__REQUIRED WORK__
Could you reproduce all of the material below, substituting "mark" for every "indicate" and leaving everything else unchanged?
------------------------------------
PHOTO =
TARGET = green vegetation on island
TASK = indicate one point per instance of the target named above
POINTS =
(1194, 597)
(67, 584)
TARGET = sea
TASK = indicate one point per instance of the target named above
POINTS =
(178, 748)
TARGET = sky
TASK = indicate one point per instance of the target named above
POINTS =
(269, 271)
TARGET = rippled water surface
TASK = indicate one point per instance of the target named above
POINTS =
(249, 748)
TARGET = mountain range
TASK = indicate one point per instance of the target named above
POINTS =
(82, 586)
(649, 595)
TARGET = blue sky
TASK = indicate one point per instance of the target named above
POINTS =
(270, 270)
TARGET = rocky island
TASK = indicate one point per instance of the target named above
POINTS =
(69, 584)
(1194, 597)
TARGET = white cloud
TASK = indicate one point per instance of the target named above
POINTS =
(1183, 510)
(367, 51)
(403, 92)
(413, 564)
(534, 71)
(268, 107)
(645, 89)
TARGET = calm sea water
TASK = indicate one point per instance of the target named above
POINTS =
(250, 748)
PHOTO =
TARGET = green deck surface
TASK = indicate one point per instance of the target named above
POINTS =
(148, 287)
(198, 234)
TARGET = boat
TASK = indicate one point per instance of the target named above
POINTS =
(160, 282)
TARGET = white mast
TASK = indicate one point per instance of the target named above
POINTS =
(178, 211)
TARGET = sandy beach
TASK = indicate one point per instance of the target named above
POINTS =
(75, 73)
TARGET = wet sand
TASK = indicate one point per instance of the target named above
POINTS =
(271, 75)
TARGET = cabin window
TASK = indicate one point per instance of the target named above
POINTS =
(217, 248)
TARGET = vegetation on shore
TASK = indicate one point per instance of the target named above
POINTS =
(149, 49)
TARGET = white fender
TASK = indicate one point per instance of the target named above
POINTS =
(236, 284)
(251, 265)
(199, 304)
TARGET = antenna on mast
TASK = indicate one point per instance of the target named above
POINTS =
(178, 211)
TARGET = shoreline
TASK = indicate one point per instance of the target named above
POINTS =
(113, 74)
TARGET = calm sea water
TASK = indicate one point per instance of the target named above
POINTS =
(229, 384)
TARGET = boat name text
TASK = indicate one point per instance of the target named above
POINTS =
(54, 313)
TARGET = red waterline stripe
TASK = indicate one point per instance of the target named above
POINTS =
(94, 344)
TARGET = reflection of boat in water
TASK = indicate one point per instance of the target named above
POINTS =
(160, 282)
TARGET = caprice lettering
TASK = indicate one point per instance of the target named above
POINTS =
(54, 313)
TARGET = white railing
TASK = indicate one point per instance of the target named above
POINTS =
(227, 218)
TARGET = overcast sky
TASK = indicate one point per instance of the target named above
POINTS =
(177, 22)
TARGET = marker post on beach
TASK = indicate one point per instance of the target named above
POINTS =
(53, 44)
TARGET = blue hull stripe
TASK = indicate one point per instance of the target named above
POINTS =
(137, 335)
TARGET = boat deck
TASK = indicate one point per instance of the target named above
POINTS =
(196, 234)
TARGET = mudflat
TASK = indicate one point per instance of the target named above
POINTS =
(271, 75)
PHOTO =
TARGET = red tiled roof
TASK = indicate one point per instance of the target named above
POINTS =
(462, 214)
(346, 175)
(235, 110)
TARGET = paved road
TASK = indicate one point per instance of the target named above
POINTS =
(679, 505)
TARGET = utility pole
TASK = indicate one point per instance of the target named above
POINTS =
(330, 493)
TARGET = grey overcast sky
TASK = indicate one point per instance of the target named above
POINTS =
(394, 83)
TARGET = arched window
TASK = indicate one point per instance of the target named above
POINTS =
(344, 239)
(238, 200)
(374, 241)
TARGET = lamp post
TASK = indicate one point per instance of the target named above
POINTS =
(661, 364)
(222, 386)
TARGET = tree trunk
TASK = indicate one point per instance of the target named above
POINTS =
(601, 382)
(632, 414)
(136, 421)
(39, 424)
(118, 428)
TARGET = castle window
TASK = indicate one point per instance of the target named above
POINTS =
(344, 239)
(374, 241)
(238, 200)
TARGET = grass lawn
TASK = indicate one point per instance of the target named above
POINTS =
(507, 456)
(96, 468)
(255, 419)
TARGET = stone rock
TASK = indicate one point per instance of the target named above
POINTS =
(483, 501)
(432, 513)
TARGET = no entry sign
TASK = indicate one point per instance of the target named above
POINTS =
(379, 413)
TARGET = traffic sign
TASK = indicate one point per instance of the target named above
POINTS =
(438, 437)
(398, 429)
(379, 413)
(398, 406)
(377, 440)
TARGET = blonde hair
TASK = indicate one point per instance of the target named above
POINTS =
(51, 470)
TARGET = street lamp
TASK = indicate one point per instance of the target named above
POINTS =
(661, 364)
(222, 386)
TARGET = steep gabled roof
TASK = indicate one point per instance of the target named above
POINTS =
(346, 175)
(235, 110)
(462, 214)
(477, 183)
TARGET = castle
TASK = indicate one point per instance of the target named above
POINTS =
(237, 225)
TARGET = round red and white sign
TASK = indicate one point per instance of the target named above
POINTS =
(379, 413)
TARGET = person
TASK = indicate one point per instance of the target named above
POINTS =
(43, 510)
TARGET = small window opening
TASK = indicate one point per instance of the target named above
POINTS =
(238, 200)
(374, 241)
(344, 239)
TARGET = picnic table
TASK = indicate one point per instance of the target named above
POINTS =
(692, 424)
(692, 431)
------------------------------------
__FULL ANSWER__
PHOTO =
TARGET = green vegetation on island
TASK = mark one point per instance of the target named above
POINTS =
(1194, 597)
(67, 584)
TARGET = sea
TASK = mark one point per instance of the target named above
POINTS =
(178, 748)
TARGET = sky
TASK = mark one point per instance of the target named above
POINTS =
(269, 271)
TARGET = rippled water surface
TASK = mark one point per instance of the target named above
POINTS =
(249, 748)
TARGET = mountain range
TASK = mark one point per instance of the target named above
POINTS =
(82, 586)
(649, 595)
TARGET = blue sky
TASK = mark one point per instance of the target named above
POINTS =
(270, 270)
TARGET = rocky island
TASK = mark one point per instance of the target named above
POINTS =
(69, 584)
(1194, 597)
TARGET = white cloud
TASK = mark one point per instance of the target named above
POINTS =
(1183, 510)
(367, 51)
(403, 92)
(413, 564)
(534, 71)
(268, 107)
(645, 89)
TARGET = calm sea water
TASK = mark one point per instance of the target named above
POINTS =
(250, 748)
PHOTO =
TARGET = green deck surface
TASK = mark one point per instance of the target named above
POINTS =
(148, 287)
(198, 234)
TARGET = boat
TASK = mark one point per instance of the target named above
POINTS =
(160, 282)
TARGET = white mast
TASK = mark one point per instance of the target named above
POINTS =
(178, 211)
TARGET = sandy beach
TASK = mark one point per instance of the target named above
POINTS =
(75, 73)
TARGET = wet sand
TASK = mark one point per instance of the target named above
POINTS =
(271, 75)
TARGET = cabin window
TASK = mark one point per instance of the target named above
POINTS =
(217, 248)
TARGET = vegetation on shore
TASK = mark one point per instance of the target named above
POINTS =
(149, 49)
TARGET = white fender
TASK = mark one point per instance of the target named above
POINTS =
(236, 284)
(251, 265)
(199, 304)
TARGET = antenna on mast
TASK = mark one point per instance of the target named above
POINTS =
(178, 211)
TARGET = shoreline
TASK = mark one point per instance of the target named above
POINTS =
(113, 74)
TARGET = calm sea water
TASK = mark one point per instance of the target named above
POINTS =
(229, 384)
TARGET = boat name text
TASK = mark one point per instance of the target named above
POINTS =
(54, 313)
TARGET = red waterline stripe
TASK = mark one point per instance of the target named above
POINTS =
(94, 344)
TARGET = reflection of boat in water
TASK = mark one point per instance of the target named above
POINTS =
(160, 282)
TARGET = caprice lettering
TASK = mark one point per instance of the target named above
POINTS =
(54, 313)
TARGET = white railing
TASK = mark one point per instance of the target named above
POINTS =
(227, 218)
TARGET = overcast sky
TASK = mark one point per instance of the target named above
POINTS =
(177, 22)
TARGET = marker post on beach
TASK = mark one point per instance of the target named above
POINTS =
(53, 44)
TARGET = blue hull stripe
TASK = mark one point per instance of the target named above
POINTS =
(137, 335)
TARGET = boat deck
TASK = mark one point per instance of the target named above
POINTS =
(196, 234)
TARGET = mudflat
TASK = mark one point per instance of the target named above
POINTS =
(271, 75)
PHOTO =
TARGET = red tiled roof
TASK = mark one point per instance of the target named above
POINTS =
(462, 214)
(346, 175)
(235, 110)
TARGET = paved road
TASK = mark one point per instance of the target named above
POINTS =
(679, 505)
TARGET = utility pole
TASK = mark one point per instance of the target named above
POINTS =
(330, 493)
TARGET = grey overcast sky
TASK = mark one point per instance of the target named above
POINTS =
(394, 83)
TARGET = arched window
TASK = mark one point per instance of the target named above
POINTS =
(344, 239)
(238, 200)
(374, 241)
TARGET = lamp post
TASK = mark one point per instance of the target named above
POINTS =
(661, 364)
(222, 386)
TARGET = tree trunk
TASK = mark one point per instance of the target named above
POINTS =
(601, 382)
(632, 414)
(136, 421)
(39, 424)
(118, 428)
TARGET = castle window
TASK = mark one point per instance of the target named above
POINTS =
(344, 239)
(374, 241)
(238, 200)
TARGET = grass lawn
TASK = mark one point per instance of the target named above
POINTS =
(507, 456)
(96, 468)
(255, 419)
TARGET = stone rock
TASK = mark one point per instance of the target named above
POINTS =
(483, 501)
(432, 513)
TARGET = no entry sign
TASK = mark one point per instance of the target named above
POINTS =
(379, 413)
TARGET = traffic sign
TASK = mark one point per instance of the target named above
POINTS =
(438, 437)
(398, 429)
(379, 413)
(398, 406)
(377, 440)
TARGET = blonde hair
TASK = mark one point per instance of the target named above
POINTS =
(51, 470)
TARGET = street lamp
TASK = mark one point per instance of the target named above
POINTS =
(661, 364)
(222, 386)
TARGET = steep gabled roof
TASK = mark one point per instance of the target named above
POINTS =
(346, 175)
(235, 110)
(462, 214)
(477, 183)
TARGET = castle
TASK = mark one point per instance of the target named above
POINTS =
(237, 225)
TARGET = round red and white sign
TASK = mark one point per instance of the target named above
POINTS =
(379, 413)
TARGET = person
TASK = mark one point per instance of the target named above
POINTS =
(43, 510)
TARGET = small window opening
TASK = mark one point per instance of the target named above
POINTS =
(238, 200)
(374, 241)
(344, 239)
TARGET = picnic table
TASK = mark one point per instance of the target named above
POINTS =
(692, 424)
(692, 431)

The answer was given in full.